● SET EXERCISE
Extend the article on France's new player-fund guarantees for online gambling operators, starting right after its last sentence.

● SOURCE EXTRACT
============================================================
Opinion: France moves to reduce threat of Black Friday repeat
Diane Mullenex and Anne-Sophie Mouren of law firm Pinsent Masons outline the new guarantees required from online gambling operators France

A new step has been taken in France in order to further secure the online gambling offers provided to French players through the enactment of the French Consumer Law no.2014-3441.
The scope of the Consumer Law is quite broad as the French legislators took this opportunity to further amend the regulations applicable to various sectors including the online gambling industry.
Indeed, the Consumer Law has made a few amendments in the Law no.2010-476 of 12 May 2010 on the opening to competition and online gambling regulation. Among these amendments which main purposes are to strengthen the online players’ protection, the most significant amendment sets out new obligations on licensed operators regarding the protection and guarantees of players’ assets repayment.
This amendment had been strongly sponsored by ARJEL during the parliamentary discussions prior to the enactment of the Consumer Law, as the regulator was hoping for the enforcement of further guarantees undertaken by licensed operators regarding the recoverability of players’ funds.
More precisely, Article 15 of the Law no.2010-476 has been completed with a new paragraph stating that “operators applying for an online gambling licence shall evidence the existence of a financial security, trust, insurance, escrow account or of any other instrument or mechanism ensuring, at all times, the repayment of all players’ payable assets“. In addition, “operators shall ensure that the scope of their guarantee is always consistent with the players’ payable assets“.
============================================================
● Position identification records

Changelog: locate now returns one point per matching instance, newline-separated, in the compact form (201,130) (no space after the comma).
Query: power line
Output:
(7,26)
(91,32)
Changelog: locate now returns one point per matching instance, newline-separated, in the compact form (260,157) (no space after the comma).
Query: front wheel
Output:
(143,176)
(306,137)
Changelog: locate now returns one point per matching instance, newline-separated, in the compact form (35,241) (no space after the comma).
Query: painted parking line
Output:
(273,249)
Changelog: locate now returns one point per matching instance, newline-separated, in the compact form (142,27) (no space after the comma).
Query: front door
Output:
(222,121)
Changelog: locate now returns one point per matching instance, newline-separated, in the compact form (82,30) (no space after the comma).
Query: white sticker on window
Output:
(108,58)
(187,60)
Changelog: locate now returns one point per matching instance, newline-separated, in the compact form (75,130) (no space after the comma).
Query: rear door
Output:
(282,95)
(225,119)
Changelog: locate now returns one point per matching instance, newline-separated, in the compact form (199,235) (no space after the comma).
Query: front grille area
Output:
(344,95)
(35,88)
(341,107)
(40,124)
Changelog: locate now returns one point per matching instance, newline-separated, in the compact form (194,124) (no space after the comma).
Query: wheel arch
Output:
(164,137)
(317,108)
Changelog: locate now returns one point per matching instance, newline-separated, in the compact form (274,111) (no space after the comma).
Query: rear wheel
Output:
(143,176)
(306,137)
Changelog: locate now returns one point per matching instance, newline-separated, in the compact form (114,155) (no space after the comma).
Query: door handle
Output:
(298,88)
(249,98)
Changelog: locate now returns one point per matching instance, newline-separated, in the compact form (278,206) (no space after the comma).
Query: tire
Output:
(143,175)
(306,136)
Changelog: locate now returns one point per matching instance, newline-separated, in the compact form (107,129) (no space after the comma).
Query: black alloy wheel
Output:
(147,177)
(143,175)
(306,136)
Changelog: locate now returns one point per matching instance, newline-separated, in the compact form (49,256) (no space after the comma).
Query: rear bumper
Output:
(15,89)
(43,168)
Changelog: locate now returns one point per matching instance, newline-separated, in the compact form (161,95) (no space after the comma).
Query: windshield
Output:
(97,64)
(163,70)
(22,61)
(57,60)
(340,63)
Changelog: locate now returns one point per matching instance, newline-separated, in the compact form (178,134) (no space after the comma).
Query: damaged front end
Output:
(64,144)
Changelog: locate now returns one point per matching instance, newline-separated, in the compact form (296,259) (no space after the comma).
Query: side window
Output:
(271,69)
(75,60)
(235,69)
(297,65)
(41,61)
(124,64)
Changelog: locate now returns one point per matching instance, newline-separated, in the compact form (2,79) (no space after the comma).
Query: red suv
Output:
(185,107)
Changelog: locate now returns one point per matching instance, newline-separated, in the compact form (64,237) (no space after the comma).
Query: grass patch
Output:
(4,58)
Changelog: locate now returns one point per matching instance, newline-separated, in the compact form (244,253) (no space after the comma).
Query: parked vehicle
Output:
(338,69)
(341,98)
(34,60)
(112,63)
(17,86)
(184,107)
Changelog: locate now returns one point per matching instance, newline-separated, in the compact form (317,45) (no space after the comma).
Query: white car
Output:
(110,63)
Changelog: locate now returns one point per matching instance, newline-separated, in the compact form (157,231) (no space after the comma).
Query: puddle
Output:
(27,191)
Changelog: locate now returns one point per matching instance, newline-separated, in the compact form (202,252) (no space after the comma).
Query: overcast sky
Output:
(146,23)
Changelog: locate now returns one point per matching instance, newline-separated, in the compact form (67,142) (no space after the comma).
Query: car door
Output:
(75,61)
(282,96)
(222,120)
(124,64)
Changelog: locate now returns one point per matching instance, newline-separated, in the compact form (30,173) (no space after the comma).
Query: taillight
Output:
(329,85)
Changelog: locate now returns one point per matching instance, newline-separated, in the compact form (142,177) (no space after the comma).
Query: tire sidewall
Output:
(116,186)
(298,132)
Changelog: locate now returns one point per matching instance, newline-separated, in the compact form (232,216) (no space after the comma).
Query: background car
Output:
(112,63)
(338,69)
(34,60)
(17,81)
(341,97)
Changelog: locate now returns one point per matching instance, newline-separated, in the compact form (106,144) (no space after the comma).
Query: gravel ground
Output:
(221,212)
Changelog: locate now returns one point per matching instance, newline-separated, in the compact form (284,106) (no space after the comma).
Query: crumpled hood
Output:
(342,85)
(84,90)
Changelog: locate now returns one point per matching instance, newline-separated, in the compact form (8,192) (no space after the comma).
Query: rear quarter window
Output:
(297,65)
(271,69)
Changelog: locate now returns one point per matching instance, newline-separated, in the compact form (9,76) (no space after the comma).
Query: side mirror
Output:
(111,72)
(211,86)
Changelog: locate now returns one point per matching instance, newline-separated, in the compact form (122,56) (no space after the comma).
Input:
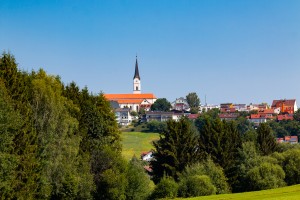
============================================================
● OUTPUT FOR THIS TASK
ARJEL will be in charge of monitoring the licensed operators’ compliance with these new provisions as (i) the latter shall inform the regulator without delay of the variations impacting the scope of their guarantee and as (ii) ARJEL will be entitled, on its own initiative, to require from licensed operators to conduct all necessary adjustments to the scope of their guarantee, within a time period fixed by ARJEL.
The trust remains somehow a recent concept under French law as it results from a Law no.2007-211 dated 19 February 2007 and as it still rarely used in France. In fact, even though this was not expressly stated in applicable laws, ARJEL started in 2011 to require from new applicants, as a preliminary condition to the grant of an online gambling license in France, to justify the existence of such type of guarantee.
Such a requirement appeared in response to the Black Friday, where the US Department of Justice shut down three major online gambling websites, including Full Tilt Poker, and seized no less than 75 bank accounts, resulting in great difficulties for online players to recover their assets. This case revealed the strong need for online gambling authorities to further protect players against the operators’ default and mingling players’ funds with their own.
Licensed operators have six months from the publication of the Consumer Law to implement such guarantee, before ARJEL can start any sanction proceedings.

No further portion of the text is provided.